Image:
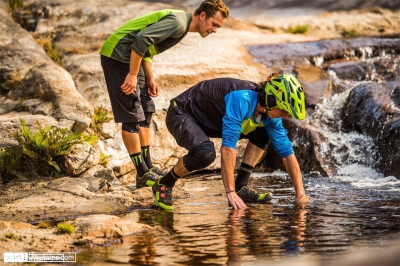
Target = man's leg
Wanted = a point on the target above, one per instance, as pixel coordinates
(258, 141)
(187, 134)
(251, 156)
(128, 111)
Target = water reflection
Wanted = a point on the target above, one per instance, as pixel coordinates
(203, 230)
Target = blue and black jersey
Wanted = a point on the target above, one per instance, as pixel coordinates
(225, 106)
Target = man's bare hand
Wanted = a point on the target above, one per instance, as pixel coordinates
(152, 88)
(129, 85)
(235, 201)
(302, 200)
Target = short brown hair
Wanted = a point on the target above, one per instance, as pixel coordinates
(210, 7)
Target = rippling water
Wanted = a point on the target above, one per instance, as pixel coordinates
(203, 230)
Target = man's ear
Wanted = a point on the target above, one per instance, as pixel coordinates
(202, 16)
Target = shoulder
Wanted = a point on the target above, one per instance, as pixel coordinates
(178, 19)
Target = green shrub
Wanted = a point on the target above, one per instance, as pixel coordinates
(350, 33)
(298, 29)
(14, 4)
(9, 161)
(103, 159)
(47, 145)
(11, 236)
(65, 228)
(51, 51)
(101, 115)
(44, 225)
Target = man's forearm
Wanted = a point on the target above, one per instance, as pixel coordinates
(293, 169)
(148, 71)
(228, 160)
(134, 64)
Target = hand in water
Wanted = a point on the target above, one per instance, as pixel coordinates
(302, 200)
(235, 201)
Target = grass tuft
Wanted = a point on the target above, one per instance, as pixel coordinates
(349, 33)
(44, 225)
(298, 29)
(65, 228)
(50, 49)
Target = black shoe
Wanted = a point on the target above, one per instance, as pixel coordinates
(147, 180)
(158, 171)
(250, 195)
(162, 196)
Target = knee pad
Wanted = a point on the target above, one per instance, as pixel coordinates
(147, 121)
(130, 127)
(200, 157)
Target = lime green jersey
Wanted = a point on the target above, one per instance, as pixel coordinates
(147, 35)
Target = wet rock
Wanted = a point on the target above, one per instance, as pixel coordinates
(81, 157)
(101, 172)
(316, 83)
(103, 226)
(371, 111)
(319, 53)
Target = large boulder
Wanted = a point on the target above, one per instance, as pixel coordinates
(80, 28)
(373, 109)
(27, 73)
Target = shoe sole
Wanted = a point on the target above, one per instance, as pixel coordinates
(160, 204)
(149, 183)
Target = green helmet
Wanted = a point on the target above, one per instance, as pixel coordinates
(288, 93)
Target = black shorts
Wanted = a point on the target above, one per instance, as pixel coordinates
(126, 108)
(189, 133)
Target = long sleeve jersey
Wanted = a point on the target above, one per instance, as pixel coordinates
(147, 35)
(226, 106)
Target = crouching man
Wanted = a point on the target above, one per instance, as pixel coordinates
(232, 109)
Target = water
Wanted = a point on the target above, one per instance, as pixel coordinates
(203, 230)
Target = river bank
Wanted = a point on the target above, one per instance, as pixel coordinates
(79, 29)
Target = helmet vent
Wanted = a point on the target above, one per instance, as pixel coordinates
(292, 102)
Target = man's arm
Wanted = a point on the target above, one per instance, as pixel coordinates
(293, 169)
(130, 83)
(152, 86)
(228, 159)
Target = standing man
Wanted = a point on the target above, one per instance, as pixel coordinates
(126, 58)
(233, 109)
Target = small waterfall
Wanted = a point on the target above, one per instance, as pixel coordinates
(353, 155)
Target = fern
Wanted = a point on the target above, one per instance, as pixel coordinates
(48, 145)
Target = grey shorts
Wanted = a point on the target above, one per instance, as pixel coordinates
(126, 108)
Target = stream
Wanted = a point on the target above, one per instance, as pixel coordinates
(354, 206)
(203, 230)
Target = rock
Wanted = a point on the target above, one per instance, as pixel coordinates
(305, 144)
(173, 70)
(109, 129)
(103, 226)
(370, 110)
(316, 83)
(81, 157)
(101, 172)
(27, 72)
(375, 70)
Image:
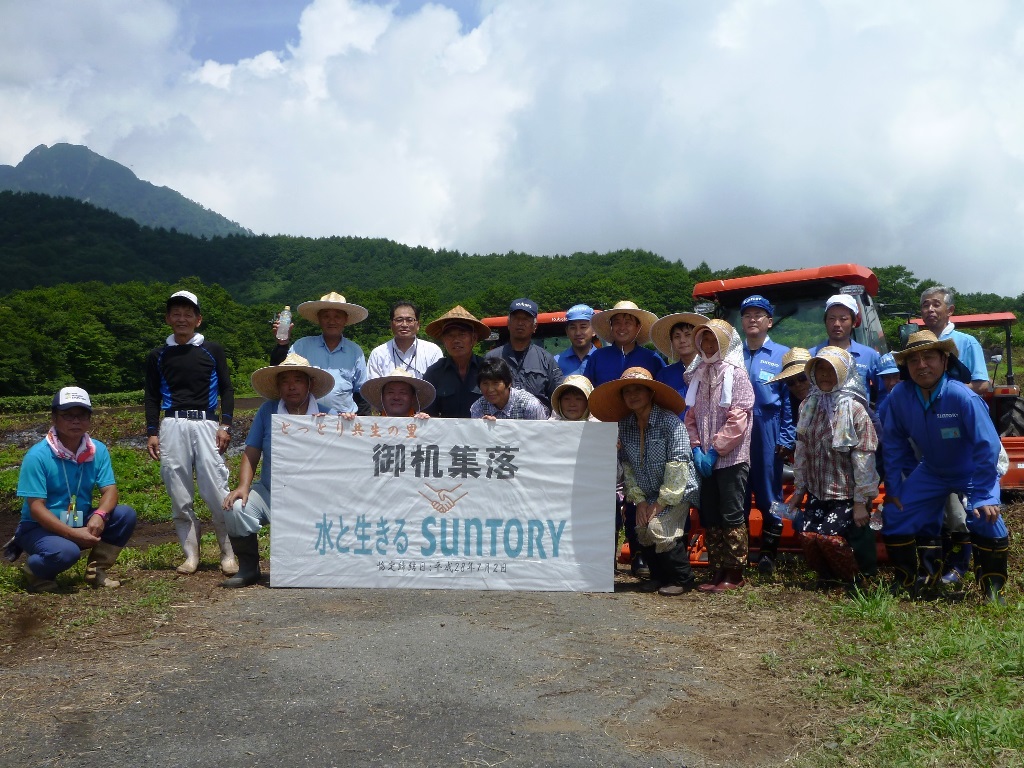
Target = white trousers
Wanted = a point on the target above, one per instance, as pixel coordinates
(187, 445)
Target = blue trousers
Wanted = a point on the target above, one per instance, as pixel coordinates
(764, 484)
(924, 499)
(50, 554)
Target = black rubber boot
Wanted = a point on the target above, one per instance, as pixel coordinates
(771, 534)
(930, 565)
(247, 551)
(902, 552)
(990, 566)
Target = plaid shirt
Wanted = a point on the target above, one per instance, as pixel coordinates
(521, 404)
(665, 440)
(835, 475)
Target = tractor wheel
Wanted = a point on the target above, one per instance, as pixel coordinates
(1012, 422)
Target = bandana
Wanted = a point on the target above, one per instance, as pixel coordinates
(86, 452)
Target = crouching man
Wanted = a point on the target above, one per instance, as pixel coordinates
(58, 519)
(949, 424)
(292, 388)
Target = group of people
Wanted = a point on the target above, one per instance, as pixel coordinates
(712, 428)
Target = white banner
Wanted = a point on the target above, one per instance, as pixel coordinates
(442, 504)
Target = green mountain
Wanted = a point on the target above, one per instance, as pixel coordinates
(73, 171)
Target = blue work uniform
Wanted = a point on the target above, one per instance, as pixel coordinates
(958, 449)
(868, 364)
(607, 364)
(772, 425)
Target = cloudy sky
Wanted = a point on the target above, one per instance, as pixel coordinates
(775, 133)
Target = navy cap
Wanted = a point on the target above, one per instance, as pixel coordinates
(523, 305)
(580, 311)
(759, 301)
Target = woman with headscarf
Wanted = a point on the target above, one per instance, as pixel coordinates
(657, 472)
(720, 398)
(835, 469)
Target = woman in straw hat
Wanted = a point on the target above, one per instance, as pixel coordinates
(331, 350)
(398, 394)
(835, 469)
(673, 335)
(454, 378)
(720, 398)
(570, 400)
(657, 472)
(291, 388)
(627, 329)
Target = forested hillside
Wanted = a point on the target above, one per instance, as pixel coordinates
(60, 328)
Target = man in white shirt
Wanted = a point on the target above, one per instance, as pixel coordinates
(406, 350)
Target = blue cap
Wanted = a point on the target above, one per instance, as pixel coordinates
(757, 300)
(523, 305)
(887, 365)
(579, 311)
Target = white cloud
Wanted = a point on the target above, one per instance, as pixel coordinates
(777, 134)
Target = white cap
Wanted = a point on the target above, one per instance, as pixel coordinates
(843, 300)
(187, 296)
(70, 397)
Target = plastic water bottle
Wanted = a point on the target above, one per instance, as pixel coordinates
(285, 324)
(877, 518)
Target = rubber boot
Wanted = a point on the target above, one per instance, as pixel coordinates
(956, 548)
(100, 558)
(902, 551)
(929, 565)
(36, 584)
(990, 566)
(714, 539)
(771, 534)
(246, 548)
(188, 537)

----

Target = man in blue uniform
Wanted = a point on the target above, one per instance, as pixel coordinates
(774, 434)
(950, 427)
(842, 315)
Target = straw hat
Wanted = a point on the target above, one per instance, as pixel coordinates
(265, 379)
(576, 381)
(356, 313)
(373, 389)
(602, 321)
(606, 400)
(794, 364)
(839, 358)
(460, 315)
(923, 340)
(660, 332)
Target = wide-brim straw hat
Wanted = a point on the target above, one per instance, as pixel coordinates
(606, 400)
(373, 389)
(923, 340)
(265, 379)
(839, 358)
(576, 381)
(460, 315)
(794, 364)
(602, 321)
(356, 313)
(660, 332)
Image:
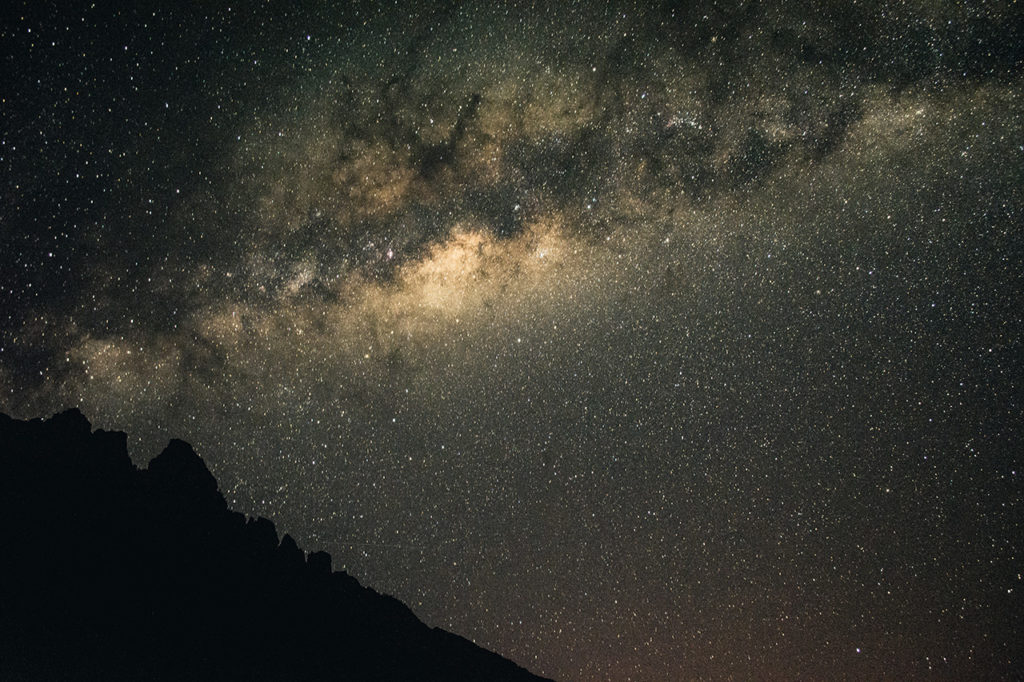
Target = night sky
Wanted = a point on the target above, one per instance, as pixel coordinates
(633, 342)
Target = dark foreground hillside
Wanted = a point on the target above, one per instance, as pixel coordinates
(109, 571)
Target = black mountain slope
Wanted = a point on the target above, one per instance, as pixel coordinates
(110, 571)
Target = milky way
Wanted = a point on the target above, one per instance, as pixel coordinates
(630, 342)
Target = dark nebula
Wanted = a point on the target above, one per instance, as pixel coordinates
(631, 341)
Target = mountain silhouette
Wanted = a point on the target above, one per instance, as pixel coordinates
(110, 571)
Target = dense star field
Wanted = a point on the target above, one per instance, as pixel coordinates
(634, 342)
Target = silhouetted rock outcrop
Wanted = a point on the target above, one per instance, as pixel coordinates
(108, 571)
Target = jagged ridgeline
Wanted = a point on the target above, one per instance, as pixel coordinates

----

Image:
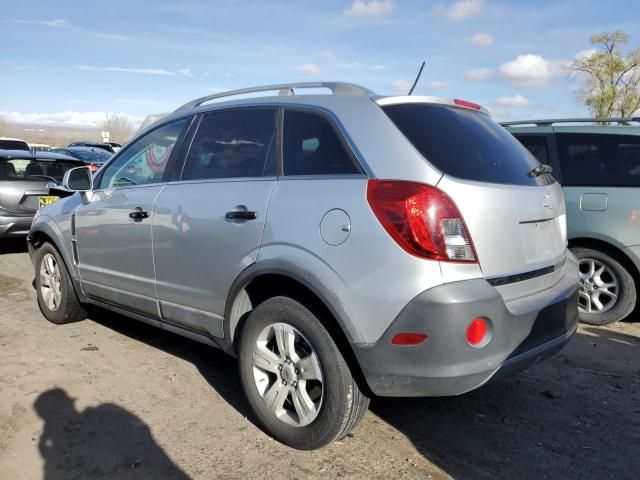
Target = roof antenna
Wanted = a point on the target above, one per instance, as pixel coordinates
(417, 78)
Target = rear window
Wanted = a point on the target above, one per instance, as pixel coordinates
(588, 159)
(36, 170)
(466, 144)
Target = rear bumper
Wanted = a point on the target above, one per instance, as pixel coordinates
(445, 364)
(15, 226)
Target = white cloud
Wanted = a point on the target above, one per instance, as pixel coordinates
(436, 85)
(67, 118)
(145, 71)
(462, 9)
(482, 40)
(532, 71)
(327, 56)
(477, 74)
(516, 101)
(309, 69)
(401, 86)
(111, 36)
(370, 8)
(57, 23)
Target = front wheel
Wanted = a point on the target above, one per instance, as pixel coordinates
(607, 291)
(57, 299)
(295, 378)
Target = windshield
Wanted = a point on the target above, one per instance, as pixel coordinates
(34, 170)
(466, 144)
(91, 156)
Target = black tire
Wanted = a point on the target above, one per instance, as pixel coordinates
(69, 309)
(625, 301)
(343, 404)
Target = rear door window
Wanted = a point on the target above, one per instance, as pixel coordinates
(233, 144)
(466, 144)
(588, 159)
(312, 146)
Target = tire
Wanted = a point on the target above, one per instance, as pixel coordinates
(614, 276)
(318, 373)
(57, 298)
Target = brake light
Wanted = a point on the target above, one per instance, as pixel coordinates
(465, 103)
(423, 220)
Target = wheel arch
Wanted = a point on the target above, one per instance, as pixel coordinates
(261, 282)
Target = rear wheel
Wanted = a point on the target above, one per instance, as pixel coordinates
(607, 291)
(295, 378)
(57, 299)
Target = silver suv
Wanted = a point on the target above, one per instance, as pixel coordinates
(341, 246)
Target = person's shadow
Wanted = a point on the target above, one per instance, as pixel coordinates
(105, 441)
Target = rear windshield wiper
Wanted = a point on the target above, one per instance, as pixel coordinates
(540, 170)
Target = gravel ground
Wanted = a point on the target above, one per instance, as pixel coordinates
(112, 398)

----

● EXERCISE AIM: From the data above, pull out every line that contains the string "dark", matching case exactly.

● RESULT BELOW:
Target = dark foreground hillside
Target = dark nebula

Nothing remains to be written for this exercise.